Physics help please compete problem?
Stone #1 is thrown vertically upward with a velocity of 50m/s. At the same instance a second stone Is dropped from a hill top 100m from the ground. The two stones eventually pass each other.
A. Compute the time the two stones meet
B. calculate the position of stone 1 at the point where it meets stone 2
C. Calculate the speed of stone 2 at the location where it meets stone 1
Comments
Equation of motion in the vertical direction:
hf = hi + vi*t - 1/2*g*t^2
Stone 1:
hi = 0
vi = 50 m/s
hf = 50*t - 4.905*t^2
Stone 2:
hi = 100 m
vi = 0
hf = 100 - 4.905*t^2
Set equal and solve for 't'
100 - 4.905*t^2 = 50*t - 4.905*t^2
100 = 50 t
t = 2 s <------- ANS A
Just use the equation of motion for stone 1 for B
hf = 50*t - 4.905*t^2
hf = 50 * 2 - 4.905 * 4 = 80.38 m <----------- ANS B
Simply use the velocity equation for C
vf = vi - g*t
vf = 0 - 9.81 * 2 = -19.62 m/s <----------- ANS C... The negative sign just means it is going down.
(A) Use relative motion
Since relative acceleration of both the stones is 0 just use
t=d/s where t is the time taken, d is the relative displacement between the bodies and s is the relative speed. relative speed of two bodies in opposite direction is= speed of first body+speed of second body= 50+0= 50 m/s
So, t= 100/50 = 2 sec
(B) s=ut+(1/2)at^2
s for first block is distance from the ground, u is the initial speed t is the time taken which we found out above, a is the acceleration which in this case would be -g because it is in the opposite direction of motion.

Task description: Resume the two-stones physics thread, writing what comes after its final sentence.

Given entries:
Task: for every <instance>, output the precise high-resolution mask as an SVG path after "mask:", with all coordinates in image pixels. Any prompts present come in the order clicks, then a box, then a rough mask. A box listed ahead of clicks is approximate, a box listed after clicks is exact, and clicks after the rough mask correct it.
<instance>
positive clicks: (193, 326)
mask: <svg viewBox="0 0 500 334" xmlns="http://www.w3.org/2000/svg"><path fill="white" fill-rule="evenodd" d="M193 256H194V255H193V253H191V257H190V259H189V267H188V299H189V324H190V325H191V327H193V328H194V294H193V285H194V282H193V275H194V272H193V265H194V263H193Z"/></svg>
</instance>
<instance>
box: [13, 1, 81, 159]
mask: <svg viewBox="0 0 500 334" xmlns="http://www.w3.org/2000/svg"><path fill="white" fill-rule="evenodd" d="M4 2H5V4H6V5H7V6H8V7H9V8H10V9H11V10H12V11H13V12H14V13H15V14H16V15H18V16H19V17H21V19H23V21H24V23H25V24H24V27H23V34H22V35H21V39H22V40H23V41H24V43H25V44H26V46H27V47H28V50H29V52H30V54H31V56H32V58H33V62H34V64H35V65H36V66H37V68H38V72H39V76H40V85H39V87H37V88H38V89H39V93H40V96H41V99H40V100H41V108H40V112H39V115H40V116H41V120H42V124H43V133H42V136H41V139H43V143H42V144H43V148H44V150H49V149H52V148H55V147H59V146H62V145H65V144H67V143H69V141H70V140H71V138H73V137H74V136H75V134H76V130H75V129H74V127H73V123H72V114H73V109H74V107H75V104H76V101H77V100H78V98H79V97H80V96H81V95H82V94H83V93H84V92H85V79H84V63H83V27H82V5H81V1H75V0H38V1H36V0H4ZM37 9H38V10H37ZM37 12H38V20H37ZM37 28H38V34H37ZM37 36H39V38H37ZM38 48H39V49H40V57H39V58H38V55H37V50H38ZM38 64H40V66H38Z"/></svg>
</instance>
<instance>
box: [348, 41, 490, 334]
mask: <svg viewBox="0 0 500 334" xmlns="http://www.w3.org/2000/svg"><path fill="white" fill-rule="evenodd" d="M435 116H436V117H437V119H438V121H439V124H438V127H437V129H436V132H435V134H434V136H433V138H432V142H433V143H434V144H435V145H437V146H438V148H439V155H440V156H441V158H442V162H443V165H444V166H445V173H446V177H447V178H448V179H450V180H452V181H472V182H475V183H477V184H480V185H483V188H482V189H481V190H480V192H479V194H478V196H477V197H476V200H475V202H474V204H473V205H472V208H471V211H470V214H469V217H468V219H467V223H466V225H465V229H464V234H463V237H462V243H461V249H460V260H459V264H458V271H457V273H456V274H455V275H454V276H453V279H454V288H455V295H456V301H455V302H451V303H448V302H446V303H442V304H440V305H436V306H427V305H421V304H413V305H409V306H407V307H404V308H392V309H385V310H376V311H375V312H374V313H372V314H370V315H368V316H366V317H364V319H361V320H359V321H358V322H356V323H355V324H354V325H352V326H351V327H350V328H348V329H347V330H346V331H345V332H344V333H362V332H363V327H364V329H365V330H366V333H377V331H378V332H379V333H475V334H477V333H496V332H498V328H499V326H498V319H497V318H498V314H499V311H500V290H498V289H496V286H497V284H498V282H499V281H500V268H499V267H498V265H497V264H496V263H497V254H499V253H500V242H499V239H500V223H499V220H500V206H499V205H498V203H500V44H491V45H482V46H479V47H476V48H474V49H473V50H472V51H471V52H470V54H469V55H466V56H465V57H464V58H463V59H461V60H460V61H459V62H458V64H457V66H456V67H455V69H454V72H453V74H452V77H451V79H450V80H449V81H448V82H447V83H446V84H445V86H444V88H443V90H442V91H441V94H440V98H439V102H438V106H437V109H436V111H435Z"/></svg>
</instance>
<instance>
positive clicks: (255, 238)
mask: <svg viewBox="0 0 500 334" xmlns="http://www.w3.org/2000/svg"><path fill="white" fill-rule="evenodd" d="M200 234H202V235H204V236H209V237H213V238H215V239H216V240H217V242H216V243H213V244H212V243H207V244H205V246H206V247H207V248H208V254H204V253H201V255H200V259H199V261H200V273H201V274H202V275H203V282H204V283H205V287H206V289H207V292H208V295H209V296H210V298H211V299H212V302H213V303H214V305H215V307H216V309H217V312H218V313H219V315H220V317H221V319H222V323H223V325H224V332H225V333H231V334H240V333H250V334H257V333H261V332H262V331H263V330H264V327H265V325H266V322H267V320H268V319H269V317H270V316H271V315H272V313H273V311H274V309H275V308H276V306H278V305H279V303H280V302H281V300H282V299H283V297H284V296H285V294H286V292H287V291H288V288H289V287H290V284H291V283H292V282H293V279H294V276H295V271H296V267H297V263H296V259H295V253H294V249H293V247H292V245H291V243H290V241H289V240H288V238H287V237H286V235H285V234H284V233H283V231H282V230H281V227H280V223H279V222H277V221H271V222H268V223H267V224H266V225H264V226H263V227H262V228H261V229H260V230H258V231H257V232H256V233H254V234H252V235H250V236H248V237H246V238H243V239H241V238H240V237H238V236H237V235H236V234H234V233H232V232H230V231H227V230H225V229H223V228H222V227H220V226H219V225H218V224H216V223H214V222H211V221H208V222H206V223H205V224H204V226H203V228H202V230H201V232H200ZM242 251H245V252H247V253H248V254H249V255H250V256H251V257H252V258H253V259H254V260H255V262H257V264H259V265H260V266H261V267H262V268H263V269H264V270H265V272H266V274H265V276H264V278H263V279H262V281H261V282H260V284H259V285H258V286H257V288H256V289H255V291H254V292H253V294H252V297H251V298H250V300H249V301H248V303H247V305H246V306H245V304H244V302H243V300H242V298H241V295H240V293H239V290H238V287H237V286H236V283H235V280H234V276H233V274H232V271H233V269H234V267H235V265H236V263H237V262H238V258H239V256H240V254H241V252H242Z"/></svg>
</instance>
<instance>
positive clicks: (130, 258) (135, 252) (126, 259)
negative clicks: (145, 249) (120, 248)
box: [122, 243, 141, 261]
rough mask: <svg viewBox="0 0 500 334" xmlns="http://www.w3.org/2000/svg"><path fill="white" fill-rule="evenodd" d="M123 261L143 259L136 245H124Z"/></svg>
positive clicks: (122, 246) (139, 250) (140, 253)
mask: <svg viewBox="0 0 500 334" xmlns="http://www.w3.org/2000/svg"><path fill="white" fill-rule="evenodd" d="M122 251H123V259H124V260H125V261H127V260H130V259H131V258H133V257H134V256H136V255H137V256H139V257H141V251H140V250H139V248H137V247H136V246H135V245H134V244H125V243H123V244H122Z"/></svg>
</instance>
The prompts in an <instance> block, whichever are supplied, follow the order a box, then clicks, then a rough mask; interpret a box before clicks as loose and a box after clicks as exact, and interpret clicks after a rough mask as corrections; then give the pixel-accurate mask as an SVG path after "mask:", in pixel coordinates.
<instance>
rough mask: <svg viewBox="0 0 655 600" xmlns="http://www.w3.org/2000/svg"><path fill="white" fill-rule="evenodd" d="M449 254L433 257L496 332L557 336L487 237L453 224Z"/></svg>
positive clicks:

Result below:
s= 50(2)+(1/2)(-g)(2)^2
Taking g=10 we get s= 80 m
Hence body 1 meets body 2 at 80 m from the ground/100-80=20 m from the top
(C) use v=u+at where v= final speed (at the meeting point), u= initial speed=0 and t= time taken till the bodies meet from first question=2 sec, a= g because it is in same direction as of motion, downward
So, v=0+g(2) taking g= 10 we get v= 20 m/s
Both objects are in free fall. If you stick your reference plane to the 50m/s stone, it will just see itself moving toward the other stone at a constant 50m/s (neglecting air resistance). The rest is just standard free fall.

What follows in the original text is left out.